### Selected extract:
========

Although N-body simulations have the potential to provide the most detailed population syntheses of relativistic binaries in globular clusters, there are very few actual populations described in the literature. Most of the current work that treats binaries in a consistent and detailed way is limited to open clusters [190, 113, 112, 139, 149] and is focused on a particular outcome of the binary population, such as blue stragglers [113], brown dwarfs [139], initial binary distributions [140], or white dwarf CMD sequences [112]. Portegies Zwart et al. focus on photometric observations of open clusters [190] and on spectroscopy [186]. In their comparison of N-body and Fokker-Planck simulations of the evolution of globular clusters, Takahashi and Portegies Zwart [227] followed the evolution of N = 1 K, 16 K, and 32 K systems with initial mass functions given by Equation (9) and initial density profiles set up from King models. Although they allowed for realistic stellar binary evolution in their comparisons, their focus was on the structural evolution of globular clusters. Consequently there is no binary population provided. Other N-body simulations suffer from this same problem [188]. On the other hand, recent work by Shara and Hurley has focused specifically on white dwarf binary populations in globular clusters and has produced a detailed table of close white dwarf binaries that were generated in their simulation [215].

========

### Extracted material:
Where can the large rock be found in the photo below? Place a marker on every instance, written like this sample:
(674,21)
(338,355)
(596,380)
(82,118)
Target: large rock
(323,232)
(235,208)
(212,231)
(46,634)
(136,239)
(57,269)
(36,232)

========

### List of tasks:
**a.** The passage on N-body simulations of binaries in star clusters names particular outcomes of the binary population that open-cluster studies have focused on. List each of them.
**b.** Pick up the passage on N-body simulations of relativistic binaries in globular clusters right after its last sentence and keep writing.

### Response list:
**a.**
- Blue stragglers
- Brown dwarfs
- Initial binary distributions
- White dwarf CMD sequences

**b.**
It is possible to generate a population distribution for black hole binaries in globular clusters using the N-body simulations of Portegies Zwart and McMillan [189] that were intended to describe the population of black hole binaries that were ejected from globular clusters. Their scenario for black hole binary ejection describes a population of massive stars that evolves into black holes. The black holes then rapidly segregate to the core and begin to form binaries. As the black holes are significantly more massive than the other stars, they effectively form a separate sub-system, which interacts solely with itself. The black holes form binaries and then harden through binary-single black hole interactions that occasionally eject either the binary, the single black hole, or both.

They simulated this scenario using N = 2048 and N = 4096 systems with 1% massive stars. The results of their simulations roughly confirm a theoretical argument based on the recoil velocity that a binary receives during an interaction. Noting that each encounter increases the binding energy by about 20% and that roughly 1/3 of this energy goes into binary recoil, the minimum binding energy Eb min of an ejected black hole binary is
$${E_{{\rm{b}}\min}} \sim 36{W_0}{{{M_{{\rm{bh}}}}} \over {\langle M\rangle}}kT,$$
(30)
where 〈M〉 is the average mass of a globular cluster star and W0 = 〈M〉 ∣ϕ0∣/kT is the dimensionless central potential. After most binaries are ejected, 〈M〉 ∼ 0.4 M. After a few gigayears, nearly all of the black holes were ejected.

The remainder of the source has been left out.